→ **Exercise aim**
Only lines that contain the string "cardboard" should be returned from the material below.

→ **Dataset excerpts**

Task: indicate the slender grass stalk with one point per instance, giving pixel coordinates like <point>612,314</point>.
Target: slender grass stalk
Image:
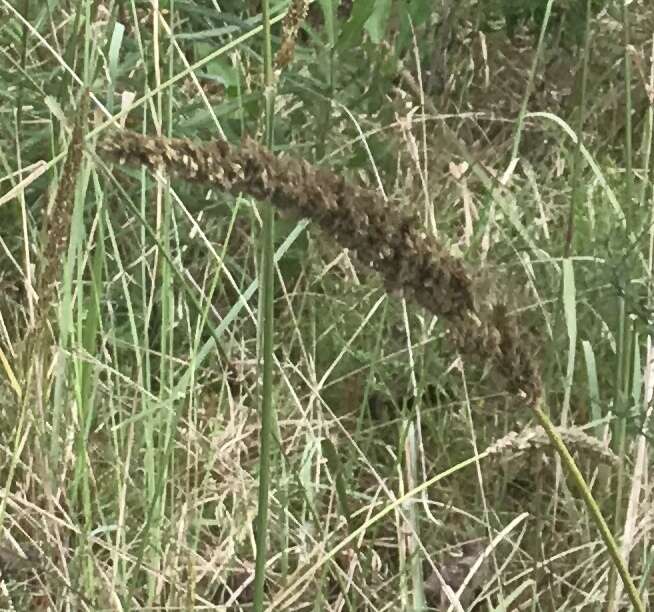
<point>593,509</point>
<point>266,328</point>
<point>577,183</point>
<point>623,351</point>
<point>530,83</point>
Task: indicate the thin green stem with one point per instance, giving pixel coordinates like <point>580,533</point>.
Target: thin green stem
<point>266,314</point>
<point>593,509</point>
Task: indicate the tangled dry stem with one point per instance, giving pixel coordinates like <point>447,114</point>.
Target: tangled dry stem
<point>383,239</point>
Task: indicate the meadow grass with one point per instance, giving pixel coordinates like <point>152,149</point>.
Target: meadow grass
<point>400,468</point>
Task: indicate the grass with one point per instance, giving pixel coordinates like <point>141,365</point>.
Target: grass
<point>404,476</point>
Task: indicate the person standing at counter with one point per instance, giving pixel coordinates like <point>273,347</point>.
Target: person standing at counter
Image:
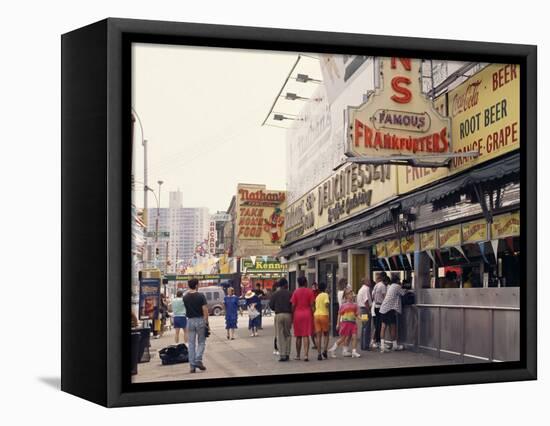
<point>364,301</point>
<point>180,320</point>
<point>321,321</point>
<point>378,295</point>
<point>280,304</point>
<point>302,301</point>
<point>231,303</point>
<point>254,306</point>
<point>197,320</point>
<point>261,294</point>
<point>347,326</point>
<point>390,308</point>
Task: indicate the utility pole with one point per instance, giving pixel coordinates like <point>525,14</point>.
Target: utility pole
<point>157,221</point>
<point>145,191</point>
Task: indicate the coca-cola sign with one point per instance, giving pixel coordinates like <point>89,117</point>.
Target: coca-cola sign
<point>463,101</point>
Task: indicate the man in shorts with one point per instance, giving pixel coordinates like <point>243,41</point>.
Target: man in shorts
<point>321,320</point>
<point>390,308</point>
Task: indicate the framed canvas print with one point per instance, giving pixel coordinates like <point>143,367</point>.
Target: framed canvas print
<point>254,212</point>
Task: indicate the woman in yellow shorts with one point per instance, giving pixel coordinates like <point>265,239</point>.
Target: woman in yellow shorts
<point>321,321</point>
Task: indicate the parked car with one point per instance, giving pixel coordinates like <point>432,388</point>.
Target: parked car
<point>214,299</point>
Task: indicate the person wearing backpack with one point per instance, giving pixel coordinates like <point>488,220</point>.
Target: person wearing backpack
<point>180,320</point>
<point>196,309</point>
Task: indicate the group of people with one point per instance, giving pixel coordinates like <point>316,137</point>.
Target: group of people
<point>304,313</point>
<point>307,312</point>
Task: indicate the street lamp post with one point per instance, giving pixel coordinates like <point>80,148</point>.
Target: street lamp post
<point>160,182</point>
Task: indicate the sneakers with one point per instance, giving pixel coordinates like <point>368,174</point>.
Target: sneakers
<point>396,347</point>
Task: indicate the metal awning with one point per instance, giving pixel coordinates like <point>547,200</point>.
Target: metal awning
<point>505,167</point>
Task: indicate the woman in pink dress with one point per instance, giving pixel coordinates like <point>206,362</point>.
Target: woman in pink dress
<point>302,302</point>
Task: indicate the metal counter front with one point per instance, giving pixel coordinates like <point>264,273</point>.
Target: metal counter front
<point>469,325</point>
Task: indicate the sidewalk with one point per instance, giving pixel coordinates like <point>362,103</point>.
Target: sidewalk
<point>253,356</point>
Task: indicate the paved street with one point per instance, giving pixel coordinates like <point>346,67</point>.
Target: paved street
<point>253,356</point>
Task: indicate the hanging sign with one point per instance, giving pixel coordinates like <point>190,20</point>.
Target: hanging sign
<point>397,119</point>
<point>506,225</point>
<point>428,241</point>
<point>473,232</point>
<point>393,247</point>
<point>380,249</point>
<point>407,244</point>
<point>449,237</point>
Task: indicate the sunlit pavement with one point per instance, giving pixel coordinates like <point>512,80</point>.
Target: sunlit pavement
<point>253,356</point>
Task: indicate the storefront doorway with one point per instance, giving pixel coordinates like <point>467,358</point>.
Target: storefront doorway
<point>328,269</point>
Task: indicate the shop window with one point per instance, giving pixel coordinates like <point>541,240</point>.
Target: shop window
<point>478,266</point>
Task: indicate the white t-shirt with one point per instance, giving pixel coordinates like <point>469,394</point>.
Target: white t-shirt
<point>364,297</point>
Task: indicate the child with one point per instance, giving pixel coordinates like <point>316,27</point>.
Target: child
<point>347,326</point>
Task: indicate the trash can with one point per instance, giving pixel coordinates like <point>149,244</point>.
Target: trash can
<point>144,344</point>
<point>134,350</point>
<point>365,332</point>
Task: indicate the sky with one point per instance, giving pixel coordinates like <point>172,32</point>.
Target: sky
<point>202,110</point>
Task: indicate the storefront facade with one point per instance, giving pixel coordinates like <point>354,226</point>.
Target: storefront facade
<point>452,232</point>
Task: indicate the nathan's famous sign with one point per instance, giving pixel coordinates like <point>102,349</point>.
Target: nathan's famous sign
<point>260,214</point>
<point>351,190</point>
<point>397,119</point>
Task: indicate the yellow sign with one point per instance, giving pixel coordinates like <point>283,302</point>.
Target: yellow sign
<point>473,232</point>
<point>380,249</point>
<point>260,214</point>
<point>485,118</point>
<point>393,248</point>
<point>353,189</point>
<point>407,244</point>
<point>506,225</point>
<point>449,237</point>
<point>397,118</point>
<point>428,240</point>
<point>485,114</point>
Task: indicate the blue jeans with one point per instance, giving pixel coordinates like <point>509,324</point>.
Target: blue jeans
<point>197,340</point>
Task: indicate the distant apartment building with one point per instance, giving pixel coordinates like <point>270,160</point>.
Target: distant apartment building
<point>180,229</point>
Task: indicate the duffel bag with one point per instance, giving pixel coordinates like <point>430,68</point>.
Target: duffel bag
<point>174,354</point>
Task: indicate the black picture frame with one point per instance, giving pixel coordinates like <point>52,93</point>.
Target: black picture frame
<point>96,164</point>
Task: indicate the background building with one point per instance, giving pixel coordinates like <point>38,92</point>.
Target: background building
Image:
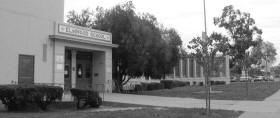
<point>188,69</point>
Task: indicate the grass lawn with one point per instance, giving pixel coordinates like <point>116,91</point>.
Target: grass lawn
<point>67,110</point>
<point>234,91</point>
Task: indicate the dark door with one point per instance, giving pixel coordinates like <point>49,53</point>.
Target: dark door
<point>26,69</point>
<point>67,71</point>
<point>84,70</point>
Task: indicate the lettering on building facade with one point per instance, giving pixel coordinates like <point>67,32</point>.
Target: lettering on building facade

--

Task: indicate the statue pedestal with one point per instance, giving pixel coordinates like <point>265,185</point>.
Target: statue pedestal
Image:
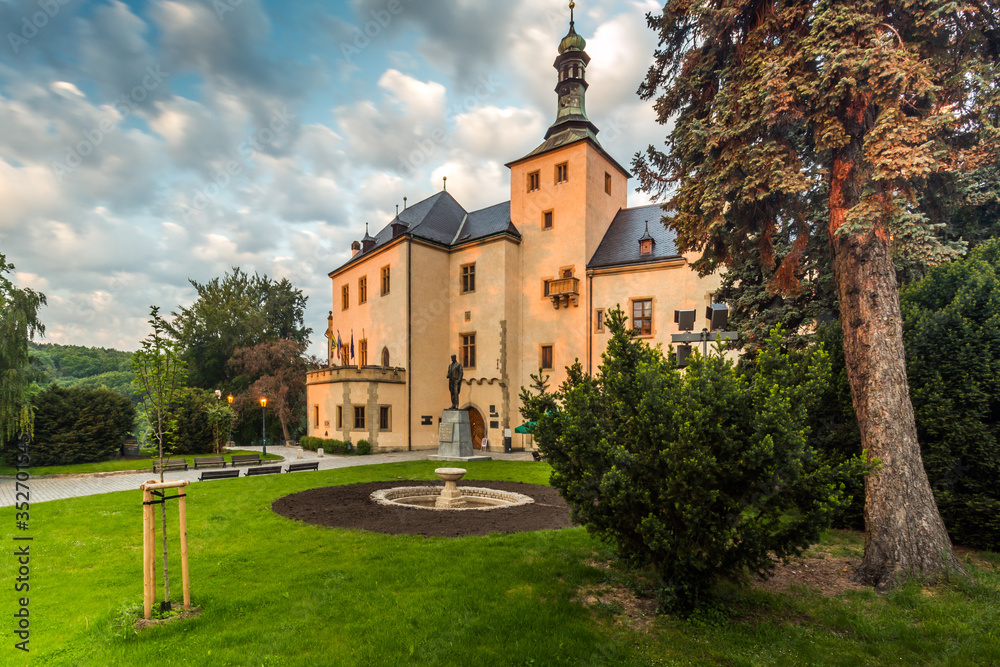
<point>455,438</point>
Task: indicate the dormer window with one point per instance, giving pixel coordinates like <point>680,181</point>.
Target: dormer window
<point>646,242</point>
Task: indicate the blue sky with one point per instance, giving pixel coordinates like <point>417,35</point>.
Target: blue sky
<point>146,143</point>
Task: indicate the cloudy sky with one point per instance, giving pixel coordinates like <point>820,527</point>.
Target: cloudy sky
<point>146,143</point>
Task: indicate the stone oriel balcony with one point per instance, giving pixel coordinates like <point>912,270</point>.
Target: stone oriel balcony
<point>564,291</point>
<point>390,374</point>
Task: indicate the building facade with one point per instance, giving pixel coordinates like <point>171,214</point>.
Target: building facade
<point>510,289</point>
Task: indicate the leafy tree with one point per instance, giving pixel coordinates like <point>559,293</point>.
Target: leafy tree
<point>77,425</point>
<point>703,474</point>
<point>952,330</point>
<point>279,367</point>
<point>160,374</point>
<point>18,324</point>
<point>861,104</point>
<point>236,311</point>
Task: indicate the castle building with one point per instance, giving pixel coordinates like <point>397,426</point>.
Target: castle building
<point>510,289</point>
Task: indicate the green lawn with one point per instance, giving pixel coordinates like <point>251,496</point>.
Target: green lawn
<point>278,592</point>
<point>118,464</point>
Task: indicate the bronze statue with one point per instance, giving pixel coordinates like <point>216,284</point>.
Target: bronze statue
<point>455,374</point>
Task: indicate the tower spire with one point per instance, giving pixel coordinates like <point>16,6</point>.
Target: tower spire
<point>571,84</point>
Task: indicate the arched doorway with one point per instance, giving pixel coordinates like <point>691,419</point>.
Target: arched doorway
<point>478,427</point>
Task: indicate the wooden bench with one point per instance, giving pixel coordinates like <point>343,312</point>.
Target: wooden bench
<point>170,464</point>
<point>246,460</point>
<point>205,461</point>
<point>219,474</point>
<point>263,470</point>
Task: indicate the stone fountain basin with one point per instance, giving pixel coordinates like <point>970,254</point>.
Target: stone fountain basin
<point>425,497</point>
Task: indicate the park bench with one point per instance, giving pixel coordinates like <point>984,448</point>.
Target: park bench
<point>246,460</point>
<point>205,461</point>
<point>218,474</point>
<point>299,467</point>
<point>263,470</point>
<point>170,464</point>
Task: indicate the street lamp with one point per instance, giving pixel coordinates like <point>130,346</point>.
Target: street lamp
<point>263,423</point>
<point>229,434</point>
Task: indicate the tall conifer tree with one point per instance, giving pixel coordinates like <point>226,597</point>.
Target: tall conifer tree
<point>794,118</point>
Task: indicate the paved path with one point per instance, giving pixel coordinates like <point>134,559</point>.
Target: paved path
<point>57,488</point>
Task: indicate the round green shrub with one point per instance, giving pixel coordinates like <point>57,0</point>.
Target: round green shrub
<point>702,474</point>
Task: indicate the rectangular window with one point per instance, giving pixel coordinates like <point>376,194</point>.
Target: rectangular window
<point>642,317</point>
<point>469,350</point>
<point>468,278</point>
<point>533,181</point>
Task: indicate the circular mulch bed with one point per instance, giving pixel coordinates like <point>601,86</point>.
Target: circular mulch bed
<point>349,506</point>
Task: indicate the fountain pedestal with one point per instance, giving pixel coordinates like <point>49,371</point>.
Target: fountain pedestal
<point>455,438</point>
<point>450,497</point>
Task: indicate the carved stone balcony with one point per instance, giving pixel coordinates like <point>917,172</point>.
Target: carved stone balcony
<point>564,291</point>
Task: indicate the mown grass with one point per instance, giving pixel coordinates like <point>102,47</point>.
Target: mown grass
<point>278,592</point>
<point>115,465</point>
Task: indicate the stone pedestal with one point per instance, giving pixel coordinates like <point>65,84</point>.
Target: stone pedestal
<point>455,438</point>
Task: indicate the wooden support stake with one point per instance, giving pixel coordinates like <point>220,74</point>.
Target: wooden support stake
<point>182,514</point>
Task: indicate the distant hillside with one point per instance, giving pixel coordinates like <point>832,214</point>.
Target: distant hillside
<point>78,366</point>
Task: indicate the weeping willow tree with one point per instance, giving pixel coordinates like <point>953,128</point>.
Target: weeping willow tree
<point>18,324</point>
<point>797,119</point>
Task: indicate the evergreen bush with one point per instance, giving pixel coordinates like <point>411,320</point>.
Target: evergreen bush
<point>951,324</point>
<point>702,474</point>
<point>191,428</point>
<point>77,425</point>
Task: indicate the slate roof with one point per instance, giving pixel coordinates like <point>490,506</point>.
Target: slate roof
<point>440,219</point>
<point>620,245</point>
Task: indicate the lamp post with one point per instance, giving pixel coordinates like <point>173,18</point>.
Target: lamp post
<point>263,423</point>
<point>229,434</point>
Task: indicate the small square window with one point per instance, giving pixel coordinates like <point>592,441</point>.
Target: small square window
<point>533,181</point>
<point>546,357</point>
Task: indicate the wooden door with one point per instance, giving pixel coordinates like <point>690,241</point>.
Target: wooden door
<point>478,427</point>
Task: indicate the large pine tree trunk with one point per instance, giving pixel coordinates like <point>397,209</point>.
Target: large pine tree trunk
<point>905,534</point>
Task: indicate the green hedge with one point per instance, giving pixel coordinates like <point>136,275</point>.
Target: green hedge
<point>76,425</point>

==

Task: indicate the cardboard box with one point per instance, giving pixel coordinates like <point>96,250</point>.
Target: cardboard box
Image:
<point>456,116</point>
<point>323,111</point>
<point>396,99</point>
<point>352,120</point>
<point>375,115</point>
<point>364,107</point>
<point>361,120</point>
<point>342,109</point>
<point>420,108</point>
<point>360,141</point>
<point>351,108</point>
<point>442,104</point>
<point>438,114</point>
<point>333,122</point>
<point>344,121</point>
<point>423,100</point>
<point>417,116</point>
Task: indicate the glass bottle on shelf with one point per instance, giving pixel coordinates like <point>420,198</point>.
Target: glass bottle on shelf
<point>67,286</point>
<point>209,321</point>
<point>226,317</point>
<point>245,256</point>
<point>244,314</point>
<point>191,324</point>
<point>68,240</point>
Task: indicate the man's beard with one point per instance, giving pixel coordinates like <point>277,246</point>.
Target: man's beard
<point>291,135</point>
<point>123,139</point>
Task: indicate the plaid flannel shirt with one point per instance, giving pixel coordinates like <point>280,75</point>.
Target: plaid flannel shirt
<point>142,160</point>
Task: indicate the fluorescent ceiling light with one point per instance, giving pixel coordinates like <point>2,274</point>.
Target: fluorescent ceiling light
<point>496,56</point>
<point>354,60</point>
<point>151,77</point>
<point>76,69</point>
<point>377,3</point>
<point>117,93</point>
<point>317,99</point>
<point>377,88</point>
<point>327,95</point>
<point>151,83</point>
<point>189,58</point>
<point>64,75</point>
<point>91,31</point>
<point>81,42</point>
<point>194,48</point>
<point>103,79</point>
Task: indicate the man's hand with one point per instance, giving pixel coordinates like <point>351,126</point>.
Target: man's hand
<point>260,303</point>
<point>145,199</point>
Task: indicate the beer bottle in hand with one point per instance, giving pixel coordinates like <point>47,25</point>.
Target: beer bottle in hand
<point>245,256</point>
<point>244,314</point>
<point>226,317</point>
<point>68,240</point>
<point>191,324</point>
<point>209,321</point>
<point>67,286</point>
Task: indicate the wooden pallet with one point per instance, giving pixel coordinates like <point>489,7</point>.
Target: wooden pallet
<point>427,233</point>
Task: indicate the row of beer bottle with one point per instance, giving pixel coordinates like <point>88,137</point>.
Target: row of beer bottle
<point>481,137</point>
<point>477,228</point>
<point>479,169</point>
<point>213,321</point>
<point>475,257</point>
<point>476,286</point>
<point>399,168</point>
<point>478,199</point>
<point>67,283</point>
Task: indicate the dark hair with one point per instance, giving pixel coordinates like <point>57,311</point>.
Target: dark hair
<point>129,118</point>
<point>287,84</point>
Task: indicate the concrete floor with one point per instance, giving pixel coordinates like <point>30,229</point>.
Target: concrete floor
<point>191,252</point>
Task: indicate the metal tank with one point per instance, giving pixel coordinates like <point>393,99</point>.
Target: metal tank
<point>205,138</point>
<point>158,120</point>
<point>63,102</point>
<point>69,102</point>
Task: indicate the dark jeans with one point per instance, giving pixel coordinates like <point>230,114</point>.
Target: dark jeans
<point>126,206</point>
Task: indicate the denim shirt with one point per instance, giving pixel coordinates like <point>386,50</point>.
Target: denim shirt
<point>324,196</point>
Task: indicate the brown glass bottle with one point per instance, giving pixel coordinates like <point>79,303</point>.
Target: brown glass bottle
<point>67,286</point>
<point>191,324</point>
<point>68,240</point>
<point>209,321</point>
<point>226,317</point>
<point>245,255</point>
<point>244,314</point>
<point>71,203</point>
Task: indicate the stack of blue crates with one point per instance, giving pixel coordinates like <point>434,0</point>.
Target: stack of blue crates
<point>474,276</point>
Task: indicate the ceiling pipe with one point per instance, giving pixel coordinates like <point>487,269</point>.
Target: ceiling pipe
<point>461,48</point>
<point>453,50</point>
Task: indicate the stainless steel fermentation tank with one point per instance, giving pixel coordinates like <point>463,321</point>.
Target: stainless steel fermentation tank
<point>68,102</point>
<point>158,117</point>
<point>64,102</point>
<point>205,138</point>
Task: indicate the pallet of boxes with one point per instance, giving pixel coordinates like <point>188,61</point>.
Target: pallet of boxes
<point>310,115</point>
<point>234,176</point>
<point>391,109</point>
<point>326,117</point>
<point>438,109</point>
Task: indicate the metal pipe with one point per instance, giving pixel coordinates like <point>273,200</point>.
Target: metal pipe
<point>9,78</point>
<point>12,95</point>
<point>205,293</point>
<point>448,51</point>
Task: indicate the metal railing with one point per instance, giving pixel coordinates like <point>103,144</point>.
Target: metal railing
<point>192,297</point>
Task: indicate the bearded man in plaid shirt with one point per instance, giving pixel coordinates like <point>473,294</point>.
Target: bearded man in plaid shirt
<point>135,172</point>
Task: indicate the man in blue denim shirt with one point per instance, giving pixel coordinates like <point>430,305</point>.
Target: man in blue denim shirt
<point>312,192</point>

→ **Completed exercise**
Task: indicate the cardboard box with one point per instance, giving pixel coordinates like <point>96,250</point>.
Target: cardboard box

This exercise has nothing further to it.